GIVEN PASSAGE –
Commission warns of an excessive doctor but lack of nurses
Thailand is expected to face a staffing problem in the public health sector in the next decade, according to research funded by the National Health Commission (NHC).
It found the public health sector will have a severe shortage of nurses and pharmacists, but an oversupply of doctors. According to Thinakorn Noree, a senior researcher at the Ministry of Public Health involved in the research, Thailand will have an excessive supply of public health graduates. Currently, 10,000 students graduate in public health annually with 90 universities offering medical health education programmes nationwide. “I think we are producing too many public health graduates. We need to limit the number of students in this field or adjust the curriculum to be more relevant for our aging population. If we do nothing, many of them will be unemployed,” he said.
Dr. Thinakorn said the ratio of doctors to the general population will balance out over the next decade. The country has 50,000 doctors and can produce 3,200 new doctors a year. Meanwhile, Thailand’s population will remain at 65 million over the next decade after which it is expected to decline. “With this pace of change, we will have doctors in abundance by the next decade,” he said. However, Dr. Thinakorn said there are concerns regarding the production of pharmacists and nurses. Even though Thailand can now produce 11,000 nurses and 1,700-2,000 pharmacists a year, he believes Thailand will still have a shortage of these professions over the next decade. “Most nurses stop working at the age of 45 because they are also mothers and wives who have to look after their children and families, while many pharmaceutical science students these days switch to working in other fields after they graduate. We need to fix this problem,” he said.

WHAT TO DO –
(1) Return the words of the health staffing article starting at "Commission warns of" and ending at "Health Commission (NHC).", copied without any change.
(2) According to the health staffing article, why does Dr. Thinakorn expect Thailand to remain short of nurses and pharmacists even though it produces thousands of them each year? Answer in one to three sentences.

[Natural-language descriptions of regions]

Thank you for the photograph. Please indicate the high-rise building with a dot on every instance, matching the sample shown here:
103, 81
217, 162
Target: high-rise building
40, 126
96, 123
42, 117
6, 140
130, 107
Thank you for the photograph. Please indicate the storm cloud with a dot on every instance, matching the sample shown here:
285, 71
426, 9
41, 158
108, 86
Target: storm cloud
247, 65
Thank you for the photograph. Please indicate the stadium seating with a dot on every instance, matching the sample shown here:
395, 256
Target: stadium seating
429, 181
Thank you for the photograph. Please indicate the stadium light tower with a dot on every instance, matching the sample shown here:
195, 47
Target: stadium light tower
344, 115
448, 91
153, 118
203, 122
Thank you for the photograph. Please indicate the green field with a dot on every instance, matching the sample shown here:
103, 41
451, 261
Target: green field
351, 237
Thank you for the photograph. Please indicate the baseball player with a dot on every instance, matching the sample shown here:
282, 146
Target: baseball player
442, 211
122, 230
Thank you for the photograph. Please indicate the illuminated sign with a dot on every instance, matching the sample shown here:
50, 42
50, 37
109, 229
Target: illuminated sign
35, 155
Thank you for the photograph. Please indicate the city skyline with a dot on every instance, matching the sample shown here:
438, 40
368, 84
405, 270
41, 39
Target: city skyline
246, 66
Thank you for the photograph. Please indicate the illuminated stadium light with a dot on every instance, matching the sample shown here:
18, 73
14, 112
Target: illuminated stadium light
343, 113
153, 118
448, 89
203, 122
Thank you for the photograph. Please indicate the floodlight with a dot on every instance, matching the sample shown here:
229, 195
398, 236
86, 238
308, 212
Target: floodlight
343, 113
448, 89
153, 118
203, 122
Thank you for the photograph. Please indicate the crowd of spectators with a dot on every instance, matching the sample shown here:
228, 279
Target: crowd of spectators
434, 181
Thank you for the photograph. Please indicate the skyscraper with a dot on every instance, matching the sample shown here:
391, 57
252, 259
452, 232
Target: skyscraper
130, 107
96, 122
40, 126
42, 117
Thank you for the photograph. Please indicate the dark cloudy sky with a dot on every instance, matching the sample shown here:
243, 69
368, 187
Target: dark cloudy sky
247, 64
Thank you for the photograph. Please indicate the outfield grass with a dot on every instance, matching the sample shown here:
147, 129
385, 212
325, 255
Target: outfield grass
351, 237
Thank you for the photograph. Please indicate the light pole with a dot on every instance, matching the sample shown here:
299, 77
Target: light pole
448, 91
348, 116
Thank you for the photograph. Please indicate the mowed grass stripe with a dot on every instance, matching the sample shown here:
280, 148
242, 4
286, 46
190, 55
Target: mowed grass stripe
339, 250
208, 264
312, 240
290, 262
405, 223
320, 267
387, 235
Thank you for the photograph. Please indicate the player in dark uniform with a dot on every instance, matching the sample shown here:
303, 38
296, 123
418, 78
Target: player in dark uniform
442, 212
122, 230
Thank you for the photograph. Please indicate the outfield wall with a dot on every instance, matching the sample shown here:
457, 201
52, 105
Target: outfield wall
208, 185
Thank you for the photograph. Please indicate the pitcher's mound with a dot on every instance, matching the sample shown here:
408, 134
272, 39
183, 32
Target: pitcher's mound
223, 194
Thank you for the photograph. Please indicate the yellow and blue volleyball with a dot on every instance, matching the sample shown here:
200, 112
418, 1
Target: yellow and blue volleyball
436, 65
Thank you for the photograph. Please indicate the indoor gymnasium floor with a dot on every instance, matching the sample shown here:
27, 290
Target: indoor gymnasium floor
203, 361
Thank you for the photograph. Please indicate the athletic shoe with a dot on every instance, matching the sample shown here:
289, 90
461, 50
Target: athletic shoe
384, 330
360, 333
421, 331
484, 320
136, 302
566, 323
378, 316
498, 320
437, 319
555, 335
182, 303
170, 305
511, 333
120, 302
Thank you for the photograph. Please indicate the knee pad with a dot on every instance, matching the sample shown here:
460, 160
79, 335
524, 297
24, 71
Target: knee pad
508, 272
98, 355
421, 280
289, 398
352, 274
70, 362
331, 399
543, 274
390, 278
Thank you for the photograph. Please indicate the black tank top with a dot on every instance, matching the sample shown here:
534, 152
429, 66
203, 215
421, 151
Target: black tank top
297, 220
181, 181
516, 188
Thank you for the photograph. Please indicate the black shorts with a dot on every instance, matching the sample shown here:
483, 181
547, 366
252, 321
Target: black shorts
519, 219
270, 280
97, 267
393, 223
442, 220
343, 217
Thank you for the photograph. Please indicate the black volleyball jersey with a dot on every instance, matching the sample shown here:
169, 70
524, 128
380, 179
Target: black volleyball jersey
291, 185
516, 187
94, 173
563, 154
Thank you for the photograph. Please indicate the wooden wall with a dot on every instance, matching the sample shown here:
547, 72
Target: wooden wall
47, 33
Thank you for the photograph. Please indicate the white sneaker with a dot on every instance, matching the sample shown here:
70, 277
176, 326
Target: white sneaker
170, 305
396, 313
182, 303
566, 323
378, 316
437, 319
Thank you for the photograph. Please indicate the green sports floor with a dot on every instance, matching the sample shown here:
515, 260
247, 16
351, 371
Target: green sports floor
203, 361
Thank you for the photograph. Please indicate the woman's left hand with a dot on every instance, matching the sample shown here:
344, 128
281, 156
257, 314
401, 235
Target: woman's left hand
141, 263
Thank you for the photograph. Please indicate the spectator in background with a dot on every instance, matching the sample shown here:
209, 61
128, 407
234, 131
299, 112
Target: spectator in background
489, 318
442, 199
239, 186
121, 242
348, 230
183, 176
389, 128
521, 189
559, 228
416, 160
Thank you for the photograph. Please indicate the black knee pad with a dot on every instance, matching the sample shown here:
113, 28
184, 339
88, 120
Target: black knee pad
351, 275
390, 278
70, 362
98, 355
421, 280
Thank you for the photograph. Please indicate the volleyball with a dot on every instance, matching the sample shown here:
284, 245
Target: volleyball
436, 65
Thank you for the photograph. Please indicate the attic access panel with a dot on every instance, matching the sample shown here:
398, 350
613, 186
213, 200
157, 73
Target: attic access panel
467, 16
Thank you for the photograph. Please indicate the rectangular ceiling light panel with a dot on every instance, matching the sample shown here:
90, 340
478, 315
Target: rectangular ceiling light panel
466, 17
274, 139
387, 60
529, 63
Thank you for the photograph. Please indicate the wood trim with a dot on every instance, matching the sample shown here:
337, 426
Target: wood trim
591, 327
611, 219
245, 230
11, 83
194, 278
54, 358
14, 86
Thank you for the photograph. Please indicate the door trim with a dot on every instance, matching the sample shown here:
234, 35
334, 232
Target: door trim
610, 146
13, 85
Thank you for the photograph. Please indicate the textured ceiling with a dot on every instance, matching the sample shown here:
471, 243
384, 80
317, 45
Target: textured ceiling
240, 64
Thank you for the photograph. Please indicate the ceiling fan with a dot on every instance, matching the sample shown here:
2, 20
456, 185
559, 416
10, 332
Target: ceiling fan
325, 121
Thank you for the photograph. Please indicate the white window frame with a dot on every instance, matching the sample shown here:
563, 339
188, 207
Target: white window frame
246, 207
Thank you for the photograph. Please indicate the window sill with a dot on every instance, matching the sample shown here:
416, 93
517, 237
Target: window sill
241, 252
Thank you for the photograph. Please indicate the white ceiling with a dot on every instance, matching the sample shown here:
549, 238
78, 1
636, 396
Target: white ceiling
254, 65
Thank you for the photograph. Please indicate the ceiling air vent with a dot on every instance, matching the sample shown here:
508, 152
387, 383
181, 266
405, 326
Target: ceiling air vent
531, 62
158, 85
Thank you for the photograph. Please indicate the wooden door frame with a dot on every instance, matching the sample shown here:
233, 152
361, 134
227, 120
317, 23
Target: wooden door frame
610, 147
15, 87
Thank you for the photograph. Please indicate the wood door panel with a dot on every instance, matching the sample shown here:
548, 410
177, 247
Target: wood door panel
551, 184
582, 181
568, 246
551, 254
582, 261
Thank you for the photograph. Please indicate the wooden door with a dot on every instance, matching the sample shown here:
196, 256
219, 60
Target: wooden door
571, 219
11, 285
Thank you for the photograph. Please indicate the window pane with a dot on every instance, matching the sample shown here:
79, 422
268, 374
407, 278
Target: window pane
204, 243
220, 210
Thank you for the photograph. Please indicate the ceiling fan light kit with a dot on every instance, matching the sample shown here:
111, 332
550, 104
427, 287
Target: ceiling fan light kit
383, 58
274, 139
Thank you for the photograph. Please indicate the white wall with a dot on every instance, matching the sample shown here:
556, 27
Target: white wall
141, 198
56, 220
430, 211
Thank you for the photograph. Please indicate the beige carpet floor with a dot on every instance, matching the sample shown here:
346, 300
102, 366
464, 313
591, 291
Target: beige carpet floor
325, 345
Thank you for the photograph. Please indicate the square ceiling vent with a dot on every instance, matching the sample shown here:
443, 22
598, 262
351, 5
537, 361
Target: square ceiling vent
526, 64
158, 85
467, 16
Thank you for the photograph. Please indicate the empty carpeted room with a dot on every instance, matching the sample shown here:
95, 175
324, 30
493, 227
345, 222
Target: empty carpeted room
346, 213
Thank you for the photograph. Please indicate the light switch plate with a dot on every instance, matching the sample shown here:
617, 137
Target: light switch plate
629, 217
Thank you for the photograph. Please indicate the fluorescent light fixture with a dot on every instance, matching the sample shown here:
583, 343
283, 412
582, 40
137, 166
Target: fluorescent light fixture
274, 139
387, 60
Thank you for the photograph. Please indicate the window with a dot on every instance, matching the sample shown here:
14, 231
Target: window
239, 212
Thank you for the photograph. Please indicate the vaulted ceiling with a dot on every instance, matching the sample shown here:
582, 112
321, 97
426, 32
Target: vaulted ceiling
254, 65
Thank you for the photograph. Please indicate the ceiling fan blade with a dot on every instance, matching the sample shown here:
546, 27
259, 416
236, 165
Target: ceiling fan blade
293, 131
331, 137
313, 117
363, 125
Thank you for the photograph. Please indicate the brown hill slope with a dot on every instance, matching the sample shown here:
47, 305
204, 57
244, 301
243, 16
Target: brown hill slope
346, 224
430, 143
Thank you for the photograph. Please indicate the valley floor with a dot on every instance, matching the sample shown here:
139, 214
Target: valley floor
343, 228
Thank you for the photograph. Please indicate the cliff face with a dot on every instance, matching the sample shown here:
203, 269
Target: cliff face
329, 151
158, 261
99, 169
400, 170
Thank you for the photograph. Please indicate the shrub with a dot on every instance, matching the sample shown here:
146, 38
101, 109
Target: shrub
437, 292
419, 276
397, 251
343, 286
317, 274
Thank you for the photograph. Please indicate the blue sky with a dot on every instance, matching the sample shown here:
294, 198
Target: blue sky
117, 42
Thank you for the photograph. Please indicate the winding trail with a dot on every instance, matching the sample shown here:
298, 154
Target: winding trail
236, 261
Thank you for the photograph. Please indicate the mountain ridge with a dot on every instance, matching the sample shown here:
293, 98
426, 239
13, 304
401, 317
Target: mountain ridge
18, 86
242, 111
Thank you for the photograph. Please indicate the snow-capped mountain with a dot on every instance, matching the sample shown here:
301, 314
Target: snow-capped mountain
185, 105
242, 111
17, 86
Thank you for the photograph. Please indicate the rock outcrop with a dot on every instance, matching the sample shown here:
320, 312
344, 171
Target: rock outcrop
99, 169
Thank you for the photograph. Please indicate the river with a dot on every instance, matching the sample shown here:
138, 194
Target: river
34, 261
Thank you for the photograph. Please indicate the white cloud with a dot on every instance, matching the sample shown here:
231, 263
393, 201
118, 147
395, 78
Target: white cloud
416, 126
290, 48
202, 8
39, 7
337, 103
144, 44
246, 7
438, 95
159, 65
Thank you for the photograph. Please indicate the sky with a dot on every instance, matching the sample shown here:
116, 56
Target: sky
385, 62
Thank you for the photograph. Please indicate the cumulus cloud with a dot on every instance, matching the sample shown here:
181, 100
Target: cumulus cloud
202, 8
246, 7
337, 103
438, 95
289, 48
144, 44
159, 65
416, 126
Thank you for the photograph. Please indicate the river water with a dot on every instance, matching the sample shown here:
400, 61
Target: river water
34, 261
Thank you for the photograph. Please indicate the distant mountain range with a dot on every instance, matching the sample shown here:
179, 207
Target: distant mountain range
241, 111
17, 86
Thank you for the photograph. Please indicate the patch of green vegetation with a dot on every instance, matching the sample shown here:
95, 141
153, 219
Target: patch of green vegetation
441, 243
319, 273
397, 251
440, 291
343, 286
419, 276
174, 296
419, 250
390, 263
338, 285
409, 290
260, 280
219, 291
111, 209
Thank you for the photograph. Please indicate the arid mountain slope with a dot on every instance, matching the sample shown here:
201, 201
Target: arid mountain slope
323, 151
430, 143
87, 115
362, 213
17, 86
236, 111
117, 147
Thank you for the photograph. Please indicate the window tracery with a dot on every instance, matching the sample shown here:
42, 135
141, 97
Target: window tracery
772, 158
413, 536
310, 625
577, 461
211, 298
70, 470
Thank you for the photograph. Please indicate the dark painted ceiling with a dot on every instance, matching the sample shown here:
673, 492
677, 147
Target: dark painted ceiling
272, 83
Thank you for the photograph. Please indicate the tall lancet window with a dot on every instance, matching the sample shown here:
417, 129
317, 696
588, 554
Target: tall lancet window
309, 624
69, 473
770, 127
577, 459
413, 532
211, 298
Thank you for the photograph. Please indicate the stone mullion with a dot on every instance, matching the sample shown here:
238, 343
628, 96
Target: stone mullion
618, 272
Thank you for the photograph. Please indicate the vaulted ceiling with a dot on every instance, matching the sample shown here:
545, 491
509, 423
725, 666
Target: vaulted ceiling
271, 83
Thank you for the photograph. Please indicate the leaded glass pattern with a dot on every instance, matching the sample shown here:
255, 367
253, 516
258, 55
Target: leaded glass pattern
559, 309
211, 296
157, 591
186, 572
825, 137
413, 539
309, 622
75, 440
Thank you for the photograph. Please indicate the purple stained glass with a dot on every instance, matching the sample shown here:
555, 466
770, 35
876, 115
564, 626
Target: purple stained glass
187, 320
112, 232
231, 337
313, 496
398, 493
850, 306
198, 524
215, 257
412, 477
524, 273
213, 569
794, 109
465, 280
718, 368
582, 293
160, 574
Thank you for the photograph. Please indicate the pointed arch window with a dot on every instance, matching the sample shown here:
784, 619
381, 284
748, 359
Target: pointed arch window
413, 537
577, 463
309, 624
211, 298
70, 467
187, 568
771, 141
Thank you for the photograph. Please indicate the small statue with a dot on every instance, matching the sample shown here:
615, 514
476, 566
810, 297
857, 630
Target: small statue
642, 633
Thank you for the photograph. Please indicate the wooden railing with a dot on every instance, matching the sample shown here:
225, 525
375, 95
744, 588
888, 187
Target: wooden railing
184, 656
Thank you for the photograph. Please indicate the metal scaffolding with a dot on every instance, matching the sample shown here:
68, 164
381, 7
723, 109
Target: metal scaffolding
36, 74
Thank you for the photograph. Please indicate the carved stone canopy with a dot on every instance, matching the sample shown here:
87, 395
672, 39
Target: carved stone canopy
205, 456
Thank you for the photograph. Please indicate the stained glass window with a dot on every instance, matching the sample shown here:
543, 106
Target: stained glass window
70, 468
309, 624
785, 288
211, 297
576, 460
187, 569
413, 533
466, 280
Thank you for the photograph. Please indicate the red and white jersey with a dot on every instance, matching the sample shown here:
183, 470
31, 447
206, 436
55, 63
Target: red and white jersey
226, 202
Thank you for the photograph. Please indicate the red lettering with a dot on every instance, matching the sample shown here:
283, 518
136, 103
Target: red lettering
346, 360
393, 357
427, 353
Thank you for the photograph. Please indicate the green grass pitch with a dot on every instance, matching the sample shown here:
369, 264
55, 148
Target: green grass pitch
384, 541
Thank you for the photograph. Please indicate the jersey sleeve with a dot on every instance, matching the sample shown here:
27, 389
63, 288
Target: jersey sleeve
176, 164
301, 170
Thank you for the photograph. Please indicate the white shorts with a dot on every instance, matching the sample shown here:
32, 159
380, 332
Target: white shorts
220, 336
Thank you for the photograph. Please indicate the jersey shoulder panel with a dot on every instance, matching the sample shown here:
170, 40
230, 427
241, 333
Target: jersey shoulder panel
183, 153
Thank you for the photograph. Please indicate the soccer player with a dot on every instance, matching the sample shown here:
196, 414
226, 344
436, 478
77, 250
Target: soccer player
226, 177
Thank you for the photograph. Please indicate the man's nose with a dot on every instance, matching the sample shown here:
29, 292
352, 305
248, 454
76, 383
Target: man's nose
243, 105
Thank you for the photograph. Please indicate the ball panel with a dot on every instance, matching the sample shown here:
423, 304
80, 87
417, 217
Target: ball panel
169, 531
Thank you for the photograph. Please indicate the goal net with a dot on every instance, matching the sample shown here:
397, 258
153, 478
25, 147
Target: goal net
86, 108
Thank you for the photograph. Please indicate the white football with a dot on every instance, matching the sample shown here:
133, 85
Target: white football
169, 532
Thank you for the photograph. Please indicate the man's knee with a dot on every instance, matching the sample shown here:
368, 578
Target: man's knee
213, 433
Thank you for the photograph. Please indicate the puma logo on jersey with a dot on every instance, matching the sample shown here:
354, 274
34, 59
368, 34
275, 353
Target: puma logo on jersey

EXERCISE RESPONSES –
(1)
Commission warns of an excessive doctor but lack of nurses
Thailand is expected to face a staffing problem in the public health sector in the next decade, according to research funded by the National Health Commission (NHC).

(2) He says most nurses stop working at the age of 45 because they are also mothers and wives who have to look after their children and families. He also says many pharmaceutical science students now switch to working in other fields after they graduate.